Bounding-box records

* Begin *

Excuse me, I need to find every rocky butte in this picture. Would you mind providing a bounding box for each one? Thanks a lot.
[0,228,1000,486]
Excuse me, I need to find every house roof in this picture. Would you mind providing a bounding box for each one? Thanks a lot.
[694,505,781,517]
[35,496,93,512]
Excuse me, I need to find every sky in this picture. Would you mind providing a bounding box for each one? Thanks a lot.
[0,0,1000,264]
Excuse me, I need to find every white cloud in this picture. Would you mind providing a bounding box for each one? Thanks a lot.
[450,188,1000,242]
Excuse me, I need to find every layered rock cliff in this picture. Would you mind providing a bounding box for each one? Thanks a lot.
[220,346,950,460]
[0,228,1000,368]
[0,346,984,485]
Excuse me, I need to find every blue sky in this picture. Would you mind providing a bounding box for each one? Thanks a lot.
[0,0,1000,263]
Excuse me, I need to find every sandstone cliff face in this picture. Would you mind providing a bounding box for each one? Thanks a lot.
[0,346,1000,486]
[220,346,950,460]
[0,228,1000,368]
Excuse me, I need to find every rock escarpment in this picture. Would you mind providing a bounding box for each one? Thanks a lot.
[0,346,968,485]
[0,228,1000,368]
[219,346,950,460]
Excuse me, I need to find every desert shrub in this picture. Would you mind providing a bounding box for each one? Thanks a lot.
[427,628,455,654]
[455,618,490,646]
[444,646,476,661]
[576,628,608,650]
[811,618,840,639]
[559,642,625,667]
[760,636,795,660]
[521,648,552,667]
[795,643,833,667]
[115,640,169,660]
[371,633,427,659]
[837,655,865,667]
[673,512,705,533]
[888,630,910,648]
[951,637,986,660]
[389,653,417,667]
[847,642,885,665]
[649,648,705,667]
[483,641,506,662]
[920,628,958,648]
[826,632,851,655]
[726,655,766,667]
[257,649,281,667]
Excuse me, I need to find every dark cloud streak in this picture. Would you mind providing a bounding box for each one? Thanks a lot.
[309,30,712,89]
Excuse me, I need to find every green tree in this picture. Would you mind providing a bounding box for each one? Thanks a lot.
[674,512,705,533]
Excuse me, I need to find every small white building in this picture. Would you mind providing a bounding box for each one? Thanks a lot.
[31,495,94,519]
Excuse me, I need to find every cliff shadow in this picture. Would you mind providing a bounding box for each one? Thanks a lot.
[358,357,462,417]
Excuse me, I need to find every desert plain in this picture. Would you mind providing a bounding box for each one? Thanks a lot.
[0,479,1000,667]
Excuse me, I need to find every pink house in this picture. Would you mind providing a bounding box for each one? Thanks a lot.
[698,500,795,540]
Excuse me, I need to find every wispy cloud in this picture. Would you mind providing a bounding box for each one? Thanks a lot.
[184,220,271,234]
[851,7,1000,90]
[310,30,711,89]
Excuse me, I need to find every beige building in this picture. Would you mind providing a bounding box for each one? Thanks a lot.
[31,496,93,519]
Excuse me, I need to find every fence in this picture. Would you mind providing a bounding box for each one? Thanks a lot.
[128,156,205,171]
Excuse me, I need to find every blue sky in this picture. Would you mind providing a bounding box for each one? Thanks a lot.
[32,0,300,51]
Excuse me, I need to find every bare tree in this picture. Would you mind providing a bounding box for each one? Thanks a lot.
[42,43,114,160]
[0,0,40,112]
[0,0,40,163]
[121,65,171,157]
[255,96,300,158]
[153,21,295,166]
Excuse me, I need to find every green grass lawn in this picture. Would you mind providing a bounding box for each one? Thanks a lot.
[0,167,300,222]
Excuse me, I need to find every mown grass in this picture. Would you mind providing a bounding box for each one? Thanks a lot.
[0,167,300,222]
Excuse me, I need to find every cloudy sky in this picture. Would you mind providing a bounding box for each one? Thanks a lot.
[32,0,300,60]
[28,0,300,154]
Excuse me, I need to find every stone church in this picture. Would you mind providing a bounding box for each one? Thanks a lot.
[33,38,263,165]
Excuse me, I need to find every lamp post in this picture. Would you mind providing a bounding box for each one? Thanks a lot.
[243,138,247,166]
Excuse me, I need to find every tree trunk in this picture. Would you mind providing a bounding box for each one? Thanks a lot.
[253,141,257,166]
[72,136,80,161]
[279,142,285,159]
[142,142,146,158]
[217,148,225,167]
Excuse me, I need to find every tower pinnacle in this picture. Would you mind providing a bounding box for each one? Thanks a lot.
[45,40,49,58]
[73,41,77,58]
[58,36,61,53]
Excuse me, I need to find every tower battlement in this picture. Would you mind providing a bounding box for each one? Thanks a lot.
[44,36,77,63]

* End *
* Begin *

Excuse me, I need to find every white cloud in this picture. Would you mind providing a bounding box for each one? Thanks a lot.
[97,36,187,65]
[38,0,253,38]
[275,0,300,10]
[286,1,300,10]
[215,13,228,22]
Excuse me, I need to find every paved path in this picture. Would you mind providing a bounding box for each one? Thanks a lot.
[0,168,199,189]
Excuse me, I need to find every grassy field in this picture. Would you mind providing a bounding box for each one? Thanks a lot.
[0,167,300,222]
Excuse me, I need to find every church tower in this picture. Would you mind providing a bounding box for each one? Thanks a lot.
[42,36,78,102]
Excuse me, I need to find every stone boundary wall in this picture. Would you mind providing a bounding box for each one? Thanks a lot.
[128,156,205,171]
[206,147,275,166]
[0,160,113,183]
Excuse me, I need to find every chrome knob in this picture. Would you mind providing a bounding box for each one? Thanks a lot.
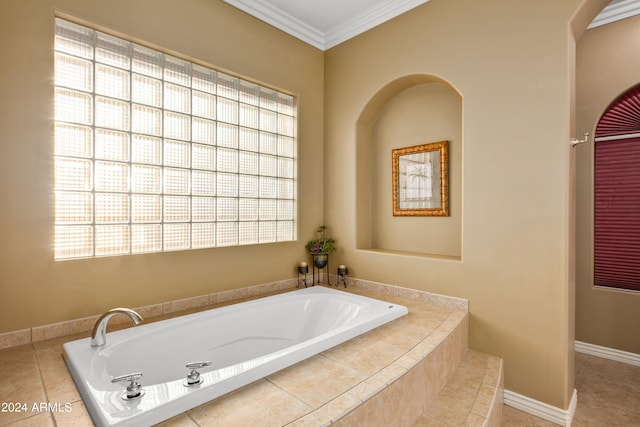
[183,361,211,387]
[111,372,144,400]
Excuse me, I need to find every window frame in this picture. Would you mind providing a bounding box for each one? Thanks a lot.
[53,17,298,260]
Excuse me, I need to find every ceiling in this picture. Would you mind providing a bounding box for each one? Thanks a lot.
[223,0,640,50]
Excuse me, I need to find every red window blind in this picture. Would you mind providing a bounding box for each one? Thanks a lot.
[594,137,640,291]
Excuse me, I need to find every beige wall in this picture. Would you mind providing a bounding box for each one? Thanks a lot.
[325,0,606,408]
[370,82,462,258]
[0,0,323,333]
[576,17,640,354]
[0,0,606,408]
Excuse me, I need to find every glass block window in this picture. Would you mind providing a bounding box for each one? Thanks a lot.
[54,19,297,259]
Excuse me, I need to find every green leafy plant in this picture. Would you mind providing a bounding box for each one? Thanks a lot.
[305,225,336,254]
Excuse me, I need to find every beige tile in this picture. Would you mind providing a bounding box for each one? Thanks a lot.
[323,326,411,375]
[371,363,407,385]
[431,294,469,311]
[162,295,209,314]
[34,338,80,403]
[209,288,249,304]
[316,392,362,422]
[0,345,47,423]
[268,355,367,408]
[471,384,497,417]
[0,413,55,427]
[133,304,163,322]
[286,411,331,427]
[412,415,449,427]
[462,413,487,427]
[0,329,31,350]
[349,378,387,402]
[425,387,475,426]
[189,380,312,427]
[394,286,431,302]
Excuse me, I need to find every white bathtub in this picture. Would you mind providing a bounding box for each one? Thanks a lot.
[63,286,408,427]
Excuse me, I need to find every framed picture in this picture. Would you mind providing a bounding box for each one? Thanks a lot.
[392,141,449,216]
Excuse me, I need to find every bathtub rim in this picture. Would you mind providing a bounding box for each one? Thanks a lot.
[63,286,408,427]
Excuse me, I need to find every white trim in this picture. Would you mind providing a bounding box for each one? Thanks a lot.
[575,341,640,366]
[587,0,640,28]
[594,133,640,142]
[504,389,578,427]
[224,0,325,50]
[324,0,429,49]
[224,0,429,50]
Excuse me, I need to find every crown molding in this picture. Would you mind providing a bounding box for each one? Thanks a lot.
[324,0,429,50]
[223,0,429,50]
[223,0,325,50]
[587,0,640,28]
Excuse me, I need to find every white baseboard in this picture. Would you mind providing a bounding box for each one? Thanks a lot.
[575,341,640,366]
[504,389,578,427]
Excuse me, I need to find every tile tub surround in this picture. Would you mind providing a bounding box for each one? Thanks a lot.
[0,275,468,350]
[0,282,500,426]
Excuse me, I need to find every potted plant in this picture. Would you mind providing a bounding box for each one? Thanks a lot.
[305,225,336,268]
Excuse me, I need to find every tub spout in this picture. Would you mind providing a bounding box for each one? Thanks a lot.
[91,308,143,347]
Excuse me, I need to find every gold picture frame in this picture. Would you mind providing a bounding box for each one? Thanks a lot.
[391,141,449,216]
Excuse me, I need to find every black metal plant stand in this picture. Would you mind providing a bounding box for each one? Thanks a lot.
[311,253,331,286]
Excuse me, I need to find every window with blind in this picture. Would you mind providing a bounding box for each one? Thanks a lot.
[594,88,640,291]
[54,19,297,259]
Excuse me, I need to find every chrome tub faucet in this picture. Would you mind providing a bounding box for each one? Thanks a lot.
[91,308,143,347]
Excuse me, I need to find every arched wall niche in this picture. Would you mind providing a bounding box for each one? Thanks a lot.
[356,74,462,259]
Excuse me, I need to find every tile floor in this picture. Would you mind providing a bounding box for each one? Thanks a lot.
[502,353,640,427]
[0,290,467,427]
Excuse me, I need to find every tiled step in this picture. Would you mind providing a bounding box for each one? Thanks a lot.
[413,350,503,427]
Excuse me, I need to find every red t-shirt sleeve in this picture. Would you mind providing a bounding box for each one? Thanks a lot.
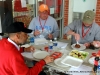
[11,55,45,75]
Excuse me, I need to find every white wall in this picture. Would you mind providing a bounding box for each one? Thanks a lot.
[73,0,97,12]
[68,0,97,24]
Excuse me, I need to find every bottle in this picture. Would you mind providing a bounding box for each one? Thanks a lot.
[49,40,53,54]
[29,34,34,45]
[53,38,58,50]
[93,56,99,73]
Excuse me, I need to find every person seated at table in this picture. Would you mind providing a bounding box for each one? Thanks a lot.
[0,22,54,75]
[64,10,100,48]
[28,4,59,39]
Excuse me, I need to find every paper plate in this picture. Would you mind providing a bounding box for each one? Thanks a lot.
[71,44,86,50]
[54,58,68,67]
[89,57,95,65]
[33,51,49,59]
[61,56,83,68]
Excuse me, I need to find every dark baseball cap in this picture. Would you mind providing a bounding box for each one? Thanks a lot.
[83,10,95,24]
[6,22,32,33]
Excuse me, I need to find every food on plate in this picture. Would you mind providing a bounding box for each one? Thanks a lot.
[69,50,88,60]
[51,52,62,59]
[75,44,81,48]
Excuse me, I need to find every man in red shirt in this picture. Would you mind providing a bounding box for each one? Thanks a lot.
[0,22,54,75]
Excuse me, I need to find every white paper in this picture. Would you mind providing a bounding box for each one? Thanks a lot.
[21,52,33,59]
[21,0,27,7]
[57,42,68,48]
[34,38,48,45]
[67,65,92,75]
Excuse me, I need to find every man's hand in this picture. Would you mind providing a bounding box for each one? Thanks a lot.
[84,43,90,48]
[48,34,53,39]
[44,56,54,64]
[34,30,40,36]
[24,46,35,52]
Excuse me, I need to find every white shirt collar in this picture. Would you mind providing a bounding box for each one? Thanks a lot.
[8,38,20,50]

* End *
* Begin *

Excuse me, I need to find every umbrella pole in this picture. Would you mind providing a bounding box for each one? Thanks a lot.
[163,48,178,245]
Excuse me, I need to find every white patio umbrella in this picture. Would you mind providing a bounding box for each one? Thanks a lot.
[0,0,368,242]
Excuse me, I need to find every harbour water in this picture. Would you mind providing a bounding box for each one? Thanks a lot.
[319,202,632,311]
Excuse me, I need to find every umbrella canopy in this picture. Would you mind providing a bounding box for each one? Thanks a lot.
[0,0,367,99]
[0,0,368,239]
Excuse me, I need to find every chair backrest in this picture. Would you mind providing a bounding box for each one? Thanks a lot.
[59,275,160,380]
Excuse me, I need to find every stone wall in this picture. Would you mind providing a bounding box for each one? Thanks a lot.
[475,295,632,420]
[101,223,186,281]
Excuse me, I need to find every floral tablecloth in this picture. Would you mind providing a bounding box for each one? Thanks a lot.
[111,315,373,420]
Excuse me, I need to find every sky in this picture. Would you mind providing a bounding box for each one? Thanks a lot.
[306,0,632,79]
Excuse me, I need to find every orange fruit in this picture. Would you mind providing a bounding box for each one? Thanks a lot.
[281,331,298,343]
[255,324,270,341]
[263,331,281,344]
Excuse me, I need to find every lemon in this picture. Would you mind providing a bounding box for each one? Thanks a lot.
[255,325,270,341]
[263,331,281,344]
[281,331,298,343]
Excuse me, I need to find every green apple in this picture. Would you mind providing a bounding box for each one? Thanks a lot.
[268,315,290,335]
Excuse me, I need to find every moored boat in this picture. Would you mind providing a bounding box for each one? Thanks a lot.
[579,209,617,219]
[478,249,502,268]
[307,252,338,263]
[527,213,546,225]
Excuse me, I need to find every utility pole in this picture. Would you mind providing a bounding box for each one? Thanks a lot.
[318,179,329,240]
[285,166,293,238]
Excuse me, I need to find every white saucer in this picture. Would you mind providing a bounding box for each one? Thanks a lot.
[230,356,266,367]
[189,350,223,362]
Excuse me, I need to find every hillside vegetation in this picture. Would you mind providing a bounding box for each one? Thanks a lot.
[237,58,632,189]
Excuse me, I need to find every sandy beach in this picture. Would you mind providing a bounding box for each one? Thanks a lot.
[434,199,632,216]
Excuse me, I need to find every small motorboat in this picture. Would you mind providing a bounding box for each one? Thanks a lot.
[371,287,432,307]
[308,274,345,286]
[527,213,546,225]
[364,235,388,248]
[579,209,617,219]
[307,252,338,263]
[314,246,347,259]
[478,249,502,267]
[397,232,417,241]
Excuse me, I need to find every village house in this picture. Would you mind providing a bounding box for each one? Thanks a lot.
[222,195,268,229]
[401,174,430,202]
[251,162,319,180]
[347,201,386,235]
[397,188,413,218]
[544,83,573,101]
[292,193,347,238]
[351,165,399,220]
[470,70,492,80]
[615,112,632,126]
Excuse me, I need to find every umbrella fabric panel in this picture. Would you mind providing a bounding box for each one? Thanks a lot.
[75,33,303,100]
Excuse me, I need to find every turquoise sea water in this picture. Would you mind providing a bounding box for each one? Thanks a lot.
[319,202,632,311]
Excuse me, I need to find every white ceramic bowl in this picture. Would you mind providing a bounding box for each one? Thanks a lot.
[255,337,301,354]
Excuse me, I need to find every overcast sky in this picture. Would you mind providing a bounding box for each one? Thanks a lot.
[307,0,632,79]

* End *

### Directions for this task
Convert only the records between the lines holding "Excuse me, I need to find every floral" and "[306,0,632,79]", inclusive, into a two-column CSV with the headers label_text and bounding_box. Give one row per record, with its text under label_text and its answer under bounding_box, and put each field in quotes with any line breaks replaced by spaces.

### Task response
label_text,bounding_box
"Excuse me, I need to find every floral tablecloth in this picture. Would you mind providing a bounding box for each one? Thanks a lot.","[111,315,373,420]"
"Excuse me, I need to find every sky in this picture. Would you mind providing a bounding box for each one? Thanks a lot.","[306,0,632,79]"